[Exercise]: Repeat the records below word for word, but start at the line that contains "of the road", stop after the last line, and include nothing else.

Pointing dataset records:
** Begin **

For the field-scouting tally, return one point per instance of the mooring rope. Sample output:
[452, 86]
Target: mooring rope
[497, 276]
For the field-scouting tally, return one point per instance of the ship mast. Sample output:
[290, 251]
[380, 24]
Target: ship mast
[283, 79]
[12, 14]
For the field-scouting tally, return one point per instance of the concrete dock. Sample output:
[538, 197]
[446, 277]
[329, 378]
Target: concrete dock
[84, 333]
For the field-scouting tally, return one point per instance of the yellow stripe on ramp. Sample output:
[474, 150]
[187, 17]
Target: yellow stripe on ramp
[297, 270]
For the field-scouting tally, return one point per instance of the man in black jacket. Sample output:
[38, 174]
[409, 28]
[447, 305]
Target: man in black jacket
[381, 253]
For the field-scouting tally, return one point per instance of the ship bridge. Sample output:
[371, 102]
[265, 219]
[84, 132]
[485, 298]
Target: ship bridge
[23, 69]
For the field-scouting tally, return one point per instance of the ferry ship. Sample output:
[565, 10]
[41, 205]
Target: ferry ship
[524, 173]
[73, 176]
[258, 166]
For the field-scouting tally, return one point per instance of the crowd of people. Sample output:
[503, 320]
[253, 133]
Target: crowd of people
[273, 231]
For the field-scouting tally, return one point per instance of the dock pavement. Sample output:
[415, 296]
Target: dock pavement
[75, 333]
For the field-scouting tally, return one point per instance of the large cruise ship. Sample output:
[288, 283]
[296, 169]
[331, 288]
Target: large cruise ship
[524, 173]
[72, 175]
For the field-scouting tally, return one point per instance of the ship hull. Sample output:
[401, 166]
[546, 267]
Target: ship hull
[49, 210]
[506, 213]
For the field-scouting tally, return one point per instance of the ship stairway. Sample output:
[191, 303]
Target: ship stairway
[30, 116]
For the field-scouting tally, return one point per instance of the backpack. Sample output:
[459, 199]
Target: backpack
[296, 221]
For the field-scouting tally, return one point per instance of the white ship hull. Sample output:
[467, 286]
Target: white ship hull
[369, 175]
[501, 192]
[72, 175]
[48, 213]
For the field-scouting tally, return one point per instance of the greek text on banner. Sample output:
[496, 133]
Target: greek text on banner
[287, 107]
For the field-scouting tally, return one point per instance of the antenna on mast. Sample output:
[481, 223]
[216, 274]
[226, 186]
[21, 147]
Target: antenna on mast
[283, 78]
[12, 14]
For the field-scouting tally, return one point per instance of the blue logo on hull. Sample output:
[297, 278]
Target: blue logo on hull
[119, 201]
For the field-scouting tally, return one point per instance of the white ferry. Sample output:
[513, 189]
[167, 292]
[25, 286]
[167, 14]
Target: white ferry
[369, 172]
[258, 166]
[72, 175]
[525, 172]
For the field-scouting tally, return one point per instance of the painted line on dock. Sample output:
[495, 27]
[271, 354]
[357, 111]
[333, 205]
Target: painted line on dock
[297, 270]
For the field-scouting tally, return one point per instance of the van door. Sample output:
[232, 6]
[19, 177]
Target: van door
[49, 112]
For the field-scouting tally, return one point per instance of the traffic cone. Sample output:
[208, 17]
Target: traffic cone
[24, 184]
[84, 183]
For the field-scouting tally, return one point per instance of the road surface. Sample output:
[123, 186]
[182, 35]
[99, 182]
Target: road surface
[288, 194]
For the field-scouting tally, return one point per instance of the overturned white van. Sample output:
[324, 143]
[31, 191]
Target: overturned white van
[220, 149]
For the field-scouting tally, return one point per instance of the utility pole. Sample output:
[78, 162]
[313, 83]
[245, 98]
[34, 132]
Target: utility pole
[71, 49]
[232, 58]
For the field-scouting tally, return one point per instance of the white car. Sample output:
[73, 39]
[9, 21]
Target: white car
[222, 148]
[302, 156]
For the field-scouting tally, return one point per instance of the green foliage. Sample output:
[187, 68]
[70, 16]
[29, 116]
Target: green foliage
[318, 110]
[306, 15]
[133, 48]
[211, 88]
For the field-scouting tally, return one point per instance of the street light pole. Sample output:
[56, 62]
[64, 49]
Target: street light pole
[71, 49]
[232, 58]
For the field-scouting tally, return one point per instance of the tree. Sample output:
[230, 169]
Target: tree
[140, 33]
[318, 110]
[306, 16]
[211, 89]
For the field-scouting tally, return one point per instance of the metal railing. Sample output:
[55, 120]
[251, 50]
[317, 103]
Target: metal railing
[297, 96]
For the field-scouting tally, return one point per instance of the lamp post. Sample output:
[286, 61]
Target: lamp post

** End **

[Answer for the task]:
For the field-scouting tally, return one point per instance of the road surface. Sample output:
[123, 186]
[182, 35]
[99, 182]
Target: road surface
[288, 194]
For the field-scouting tally, return one point per instance of the overturned white van. Sample output:
[324, 143]
[31, 191]
Target: overturned white van
[220, 149]
For the field-scouting tally, return one point per instance of the utility pole. Sample output:
[78, 162]
[313, 83]
[245, 98]
[34, 132]
Target: utility pole
[71, 49]
[232, 58]
For the field-scouting tally, return one point per instance of the white car. Sample output:
[73, 39]
[9, 21]
Target: white car
[222, 148]
[302, 156]
For the field-scouting tally, return one point per instance of the green foliage. Sample output:
[187, 68]
[70, 16]
[29, 116]
Target: green foliage
[318, 110]
[306, 15]
[133, 48]
[211, 88]
For the field-scouting tally, return one point per instance of the street light pole. Sample output:
[56, 62]
[64, 49]
Target: street light pole
[71, 49]
[232, 58]
For the field-scouting tally, return one point per instance of the tree. Sample output:
[230, 169]
Target: tree
[140, 33]
[318, 110]
[306, 16]
[211, 89]
For the field-scouting tally, return one point per instance of the metal railing. Sample output:
[55, 120]
[251, 50]
[317, 103]
Target: metal railing
[297, 96]
For the field-scouting tally, return one point per instance of the lamp post. Sample output:
[286, 61]
Target: lamp post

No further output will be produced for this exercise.